:: Task item ::
Transcribe the data underneath exactly, keeping every word in place.

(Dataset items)
[Start of section]

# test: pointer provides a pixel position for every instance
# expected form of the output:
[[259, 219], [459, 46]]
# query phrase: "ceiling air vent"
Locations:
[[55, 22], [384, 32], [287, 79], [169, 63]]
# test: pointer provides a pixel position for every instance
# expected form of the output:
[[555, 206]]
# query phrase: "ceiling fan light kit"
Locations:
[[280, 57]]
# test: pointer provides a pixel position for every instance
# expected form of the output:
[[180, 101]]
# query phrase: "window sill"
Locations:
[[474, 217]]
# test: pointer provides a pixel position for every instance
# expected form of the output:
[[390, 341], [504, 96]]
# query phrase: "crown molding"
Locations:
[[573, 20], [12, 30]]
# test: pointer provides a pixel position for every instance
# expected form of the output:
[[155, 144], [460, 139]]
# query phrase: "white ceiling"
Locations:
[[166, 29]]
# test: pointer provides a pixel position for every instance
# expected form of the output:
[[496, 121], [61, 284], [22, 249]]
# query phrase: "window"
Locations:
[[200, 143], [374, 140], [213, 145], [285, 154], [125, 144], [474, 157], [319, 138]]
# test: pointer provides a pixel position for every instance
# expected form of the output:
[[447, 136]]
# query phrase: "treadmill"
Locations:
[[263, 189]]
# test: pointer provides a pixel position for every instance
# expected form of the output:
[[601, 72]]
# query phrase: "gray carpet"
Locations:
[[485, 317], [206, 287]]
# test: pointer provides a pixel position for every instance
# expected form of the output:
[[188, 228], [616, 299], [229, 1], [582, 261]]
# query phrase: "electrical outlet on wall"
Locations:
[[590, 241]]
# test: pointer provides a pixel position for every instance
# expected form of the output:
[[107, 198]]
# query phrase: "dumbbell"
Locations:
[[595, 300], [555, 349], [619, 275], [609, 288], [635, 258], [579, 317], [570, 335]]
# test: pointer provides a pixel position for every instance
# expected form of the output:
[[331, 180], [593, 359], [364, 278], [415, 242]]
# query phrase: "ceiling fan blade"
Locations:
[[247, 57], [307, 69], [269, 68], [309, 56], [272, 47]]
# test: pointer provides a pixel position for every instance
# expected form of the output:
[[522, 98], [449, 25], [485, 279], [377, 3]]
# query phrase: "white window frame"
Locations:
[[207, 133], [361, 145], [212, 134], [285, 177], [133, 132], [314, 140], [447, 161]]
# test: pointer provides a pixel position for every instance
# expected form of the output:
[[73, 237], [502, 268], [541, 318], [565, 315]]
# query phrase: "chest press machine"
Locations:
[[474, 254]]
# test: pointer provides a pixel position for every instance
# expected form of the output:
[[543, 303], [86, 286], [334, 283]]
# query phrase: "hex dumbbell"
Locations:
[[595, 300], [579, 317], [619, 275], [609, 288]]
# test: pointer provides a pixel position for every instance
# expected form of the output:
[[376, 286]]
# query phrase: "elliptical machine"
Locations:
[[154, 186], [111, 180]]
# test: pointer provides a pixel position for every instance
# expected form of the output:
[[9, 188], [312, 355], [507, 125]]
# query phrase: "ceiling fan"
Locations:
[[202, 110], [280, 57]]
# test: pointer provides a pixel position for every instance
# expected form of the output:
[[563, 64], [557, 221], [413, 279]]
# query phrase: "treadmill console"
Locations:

[End of section]

:: Worked solution ::
# test: pointer provides a pixel position for every instance
# expected form of the output:
[[259, 219], [459, 46]]
# query phrase: "ceiling air vent"
Locations:
[[55, 22], [384, 32], [287, 79], [169, 63]]
# test: pointer provides a pixel position for every instance
# expected form of the output:
[[555, 206]]
# query phrase: "ceiling fan light kit"
Locations:
[[280, 57]]
# test: pointer provides a pixel position for every instance
# expected form of the output:
[[180, 101]]
# query phrase: "window sill"
Locations:
[[474, 217]]
# test: pointer provides a pixel position for every instance
# expected form of the output:
[[390, 341], [504, 96]]
# query phrase: "crown molding"
Locations:
[[573, 20], [12, 30]]
# test: pointer provides a pixel position for every instance
# expected form of the output:
[[155, 144], [460, 139]]
# query phrase: "white ceiling"
Locations:
[[166, 29]]
# test: pointer provides a pixel position for every instance
# expected form of the output:
[[496, 121], [61, 284], [22, 249]]
# query phrase: "window"
Locations:
[[200, 143], [374, 140], [213, 145], [285, 154], [125, 144], [474, 157], [319, 138]]
# test: pointer provides a pixel position for every instance
# expected form of the output:
[[447, 136]]
# query phrase: "treadmill"
Locations:
[[263, 189]]
# test: pointer provides a pixel position for every instance
# expected form of the output:
[[601, 72]]
# query phrase: "gray carpet"
Locations:
[[485, 317], [206, 287]]
# test: pointer provides a pixel position for every instance
# expected form of the output:
[[188, 228], [616, 299], [229, 1], [582, 261]]
# query phrase: "electrical outlet on wall"
Locations:
[[590, 241]]
# test: pointer provides a pixel position for every instance
# expected form of the output:
[[107, 198]]
# query phrase: "dumbbell"
Locations:
[[595, 300], [555, 349], [619, 275], [609, 288], [635, 258], [579, 317], [570, 335]]
# test: pointer provides a pixel position for every instance
# expected form of the output:
[[331, 180], [593, 359], [364, 278], [415, 242]]
# query phrase: "ceiling fan blade"
Locations:
[[247, 57], [307, 69], [269, 68], [309, 56], [272, 47]]
# test: pointer provides a pixel position for every instance
# expected form of the output:
[[522, 98], [449, 25], [485, 279], [377, 3]]
# query phrase: "white window frame"
Locations:
[[207, 133], [361, 145], [212, 134], [285, 177], [133, 132], [314, 140], [447, 161]]
# test: pointer provides a pixel position for every instance
# expected form of the output:
[[73, 237], [502, 268], [541, 318], [565, 315]]
# query phrase: "chest press machine"
Locations:
[[474, 254]]
# test: pointer provides a pixel position for every instance
# expected form of the output:
[[543, 303], [86, 286], [334, 283]]
# query phrase: "hex dumbbell"
Locations:
[[595, 300], [579, 317], [619, 275], [609, 288]]
# test: pointer provides a pixel position for every instance
# expected form of the output:
[[376, 286]]
# query phrase: "elliptical machine"
Locations:
[[154, 186], [111, 180]]
# test: pointer provides a pixel position for every instance
# expected form of the output:
[[9, 188], [312, 355], [507, 125]]
# query phrase: "ceiling fan"
Locations:
[[202, 110], [280, 57]]
# test: pointer provides a pixel position for every instance
# expected form of the output:
[[563, 64], [557, 221], [413, 279]]
# query phrase: "treadmill console"
Locations:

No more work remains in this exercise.